Where a line below holds the string "coordinates", that line goes into the answer.

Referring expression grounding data
= = =
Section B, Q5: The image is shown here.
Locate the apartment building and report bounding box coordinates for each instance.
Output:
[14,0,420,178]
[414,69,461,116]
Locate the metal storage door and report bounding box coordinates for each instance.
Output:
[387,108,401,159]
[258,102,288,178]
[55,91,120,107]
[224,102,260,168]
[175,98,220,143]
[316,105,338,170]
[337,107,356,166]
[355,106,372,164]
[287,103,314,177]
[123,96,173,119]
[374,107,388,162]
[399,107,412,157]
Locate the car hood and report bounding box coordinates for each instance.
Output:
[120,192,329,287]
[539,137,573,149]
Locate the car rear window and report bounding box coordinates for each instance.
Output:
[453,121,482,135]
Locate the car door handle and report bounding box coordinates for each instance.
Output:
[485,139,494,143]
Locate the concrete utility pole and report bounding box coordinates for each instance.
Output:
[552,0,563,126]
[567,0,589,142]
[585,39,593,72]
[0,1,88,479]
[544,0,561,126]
= = =
- RESPONSE -
Locate the apartment building and report bounding box coordinates for each instance.
Locate the metal storage door and report bounding box coordinates for each instance.
Locate the car hood and report bounding box coordinates for each instance.
Locate the car rear window and report bounding box coordinates for each instance.
Locate the car door handle and report bounding box coordinates for each instance.
Locate the concrete utility pole and report bounding box coordinates for each instance.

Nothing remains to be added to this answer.